## [Passage to read]
- Supreme Court of Canada

Hearing: May 31 - June 2, 1971 Judgment: June 28, 1971
- Full case name: The Attorney-General for Manitoba v. Manitoba Egg and Poultry Association, Manitoba Egg and Pullet Producers’ Association, Manitoba Feed Manufacturers Association, Manitoba Hatchery Association, Meat Packers Council of Canada, and Canadian Feed Manufacturers Association
- Citations: [1971] S.C.R. 689
- Prior history: Reference question answered in favour of the food producers in the Manitoba Court of Appeal.
- Ruling: Appeal dismissed.

Holding
- Laws which restrict one province from trading with another province is the exclusive jurisdiction of the federal government, and cannot be legislated by the province.

Court membership
- Chief Justice: Gérald Fauteux Puisne Justices: Douglas Abbott, Ronald Martland, Wilfred Judson, Roland Ritchie, Emmett Hall, Wishart Spence, Louis-Philippe Pigeon, Bora Laskin

Reasons given
- Majority: Martland J., joined by Fauteux C.J. and Abbott, Judson, Ritchie, and Spence JJ..
- Concurrence: Laskin J., joined by Hall J.
- Concurrence: Pigeon J.

= Manitoba (AG) v Manitoba Egg and Poultry Association =

Manitoba (AG) v Manitoba Egg and Poultry Association (the Manitoba Egg Reference) [1971] S.C.R. 689 is a leading Supreme Court of Canada decision on the Trade and Commerce power under section 91(2) of the Constitution Act, 1867. The decision was the result of a growing political debate known as the "chicken and egg war" where Quebec and Ontario enacted protectionist legislation for the egg and poultry industry preventing Manitoba from selling their eggs and poultry products in those provinces. To much of the public's surprise the Court struck down a provincial statute regulating the marketing of eggs. The case somewhat contradicted the precedent case of Carnation Co. v. Quebec Agricultural Marketing Board, [1968] S.C.R. 238 which held that provincial law that has an incidental effect on other provinces is still valid.

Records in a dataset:
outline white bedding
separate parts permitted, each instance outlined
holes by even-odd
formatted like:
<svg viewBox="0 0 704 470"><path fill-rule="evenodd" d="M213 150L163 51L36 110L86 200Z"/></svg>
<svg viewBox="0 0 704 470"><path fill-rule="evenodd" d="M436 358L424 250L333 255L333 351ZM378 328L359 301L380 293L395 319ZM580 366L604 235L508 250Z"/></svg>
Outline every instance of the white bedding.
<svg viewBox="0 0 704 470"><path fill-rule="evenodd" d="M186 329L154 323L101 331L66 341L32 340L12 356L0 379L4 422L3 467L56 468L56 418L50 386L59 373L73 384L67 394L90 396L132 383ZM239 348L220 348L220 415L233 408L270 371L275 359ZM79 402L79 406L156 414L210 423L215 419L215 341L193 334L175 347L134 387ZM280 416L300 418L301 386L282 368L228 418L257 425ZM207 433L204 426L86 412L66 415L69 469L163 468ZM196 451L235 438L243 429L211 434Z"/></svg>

## [Requirement 1]
Quote the case summary above, starting with "Hearing: May 31" and going on through "Ruling: Appeal dismissed.".
## [Requirement 2]
Name every puisne justice listed in the case summary above.

## [Full answer 1]
Hearing: May 31 - June 2, 1971 Judgment: June 28, 1971
- Full case name: The Attorney-General for Manitoba v. Manitoba Egg and Poultry Association, Manitoba Egg and Pullet Producers’ Association, Manitoba Feed Manufacturers Association, Manitoba Hatchery Association, Meat Packers Council of Canada, and Canadian Feed Manufacturers Association
- Citations: [1971] S.C.R. 689
- Prior history: Reference question answered in favour of the food producers in the Manitoba Court of Appeal.
- Ruling: Appeal dismissed.

## [Full answer 2]
Douglas Abbott, Ronald Martland, Wilfred Judson, Roland Ritchie, Emmett Hall, Wishart Spence, Louis-Philippe Pigeon, and Bora Laskin.